- [Problem to solve]
Only the lines from the one with "Pressing-analysis tagging request: spot the cloud" to the end of the data below should be returned, each exactly as it stands.

================================

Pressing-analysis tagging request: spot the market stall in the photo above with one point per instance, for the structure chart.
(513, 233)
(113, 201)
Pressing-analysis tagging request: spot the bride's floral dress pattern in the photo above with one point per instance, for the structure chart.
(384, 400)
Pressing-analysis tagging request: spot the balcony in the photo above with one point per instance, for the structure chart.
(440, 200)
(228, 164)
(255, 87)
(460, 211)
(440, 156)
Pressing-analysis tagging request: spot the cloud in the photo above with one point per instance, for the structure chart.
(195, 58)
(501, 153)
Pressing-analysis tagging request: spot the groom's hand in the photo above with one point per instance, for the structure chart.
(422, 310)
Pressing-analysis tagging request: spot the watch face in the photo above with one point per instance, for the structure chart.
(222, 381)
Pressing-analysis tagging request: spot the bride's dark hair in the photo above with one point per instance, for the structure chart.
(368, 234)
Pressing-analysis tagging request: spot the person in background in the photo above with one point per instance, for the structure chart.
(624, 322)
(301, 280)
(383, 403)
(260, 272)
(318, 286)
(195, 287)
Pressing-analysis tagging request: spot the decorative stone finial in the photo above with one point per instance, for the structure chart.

================================

- [Solution]
Pressing-analysis tagging request: spot the cloud in the photo above with one point per instance, for the structure chart.
(195, 58)
(501, 153)
Pressing-analysis tagging request: spot the groom's hand in the photo above with one point per instance, for the structure chart.
(422, 310)
Pressing-analysis tagging request: spot the watch face in the photo above with one point per instance, for the structure chart.
(222, 381)
Pressing-analysis tagging request: spot the bride's dark hair in the photo above with one point per instance, for the structure chart.
(368, 234)
Pressing-analysis tagging request: spot the person in background in the photo above with one point per instance, for the structure chart.
(624, 322)
(301, 280)
(383, 403)
(260, 272)
(318, 286)
(195, 287)
Pressing-analysis tagging request: spot the decorative stone finial in the photo above with one point per instance, for the structure chart.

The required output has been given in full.